== Brief ==
Below is a set of entries. Reproduce exactly the lines from the one containing "Where can the grass lawn" through the end, both included.

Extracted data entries

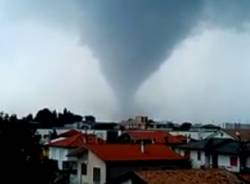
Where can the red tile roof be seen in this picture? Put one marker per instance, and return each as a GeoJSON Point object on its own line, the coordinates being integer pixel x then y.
{"type": "Point", "coordinates": [244, 134]}
{"type": "Point", "coordinates": [69, 133]}
{"type": "Point", "coordinates": [159, 137]}
{"type": "Point", "coordinates": [193, 176]}
{"type": "Point", "coordinates": [129, 152]}
{"type": "Point", "coordinates": [75, 141]}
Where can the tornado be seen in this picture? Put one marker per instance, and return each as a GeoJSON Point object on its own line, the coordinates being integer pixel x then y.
{"type": "Point", "coordinates": [132, 38]}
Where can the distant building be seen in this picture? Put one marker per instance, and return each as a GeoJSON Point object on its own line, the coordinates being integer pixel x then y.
{"type": "Point", "coordinates": [140, 122]}
{"type": "Point", "coordinates": [151, 137]}
{"type": "Point", "coordinates": [236, 126]}
{"type": "Point", "coordinates": [228, 154]}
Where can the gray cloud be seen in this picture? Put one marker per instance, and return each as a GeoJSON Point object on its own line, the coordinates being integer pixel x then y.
{"type": "Point", "coordinates": [131, 39]}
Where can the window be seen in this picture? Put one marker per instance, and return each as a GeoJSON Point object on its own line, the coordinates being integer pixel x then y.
{"type": "Point", "coordinates": [84, 169]}
{"type": "Point", "coordinates": [96, 175]}
{"type": "Point", "coordinates": [187, 154]}
{"type": "Point", "coordinates": [70, 167]}
{"type": "Point", "coordinates": [233, 161]}
{"type": "Point", "coordinates": [198, 155]}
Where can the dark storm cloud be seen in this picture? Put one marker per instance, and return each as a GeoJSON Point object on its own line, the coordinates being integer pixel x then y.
{"type": "Point", "coordinates": [131, 38]}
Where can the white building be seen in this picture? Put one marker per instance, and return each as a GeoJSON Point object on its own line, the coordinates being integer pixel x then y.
{"type": "Point", "coordinates": [59, 148]}
{"type": "Point", "coordinates": [101, 163]}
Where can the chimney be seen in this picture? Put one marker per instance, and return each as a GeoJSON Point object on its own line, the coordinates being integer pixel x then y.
{"type": "Point", "coordinates": [142, 147]}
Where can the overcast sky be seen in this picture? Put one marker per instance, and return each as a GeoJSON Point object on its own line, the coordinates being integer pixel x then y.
{"type": "Point", "coordinates": [205, 79]}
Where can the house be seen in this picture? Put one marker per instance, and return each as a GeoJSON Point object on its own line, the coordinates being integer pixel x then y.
{"type": "Point", "coordinates": [59, 148]}
{"type": "Point", "coordinates": [101, 163]}
{"type": "Point", "coordinates": [217, 153]}
{"type": "Point", "coordinates": [242, 134]}
{"type": "Point", "coordinates": [192, 176]}
{"type": "Point", "coordinates": [151, 137]}
{"type": "Point", "coordinates": [203, 133]}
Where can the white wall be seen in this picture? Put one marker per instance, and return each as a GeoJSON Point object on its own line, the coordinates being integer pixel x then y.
{"type": "Point", "coordinates": [194, 159]}
{"type": "Point", "coordinates": [198, 135]}
{"type": "Point", "coordinates": [59, 154]}
{"type": "Point", "coordinates": [224, 162]}
{"type": "Point", "coordinates": [248, 162]}
{"type": "Point", "coordinates": [92, 161]}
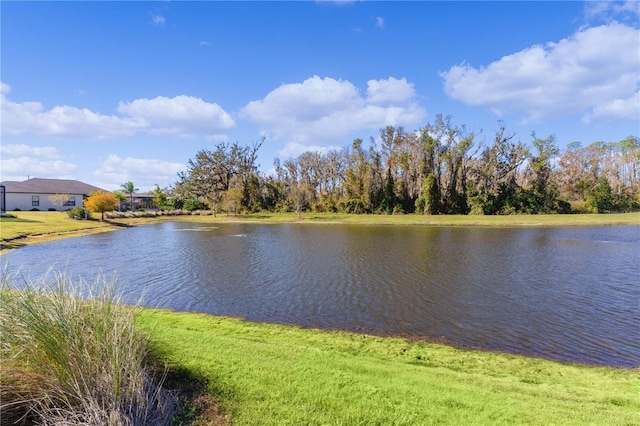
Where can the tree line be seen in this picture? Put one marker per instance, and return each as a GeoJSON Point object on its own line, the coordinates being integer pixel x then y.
{"type": "Point", "coordinates": [441, 168]}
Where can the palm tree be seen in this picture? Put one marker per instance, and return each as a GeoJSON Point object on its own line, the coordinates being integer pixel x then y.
{"type": "Point", "coordinates": [129, 188]}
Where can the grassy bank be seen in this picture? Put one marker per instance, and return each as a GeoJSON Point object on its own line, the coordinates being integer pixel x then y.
{"type": "Point", "coordinates": [34, 227]}
{"type": "Point", "coordinates": [69, 360]}
{"type": "Point", "coordinates": [278, 375]}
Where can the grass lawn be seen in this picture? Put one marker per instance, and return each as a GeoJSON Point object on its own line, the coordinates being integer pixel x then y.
{"type": "Point", "coordinates": [262, 374]}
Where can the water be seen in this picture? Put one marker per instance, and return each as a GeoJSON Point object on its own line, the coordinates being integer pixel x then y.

== Solution for this task ==
Where can the grass lawn be seen in this picture? Put one marker per instance, and return each as a GeoJSON Point object on its own line, the coordinates being integer pixel x then y.
{"type": "Point", "coordinates": [262, 374]}
Where can the water be seen in this picture? Put one marker per instance, and return each as a GeoJSON Point object on its own line, the coordinates being integer pixel x then y.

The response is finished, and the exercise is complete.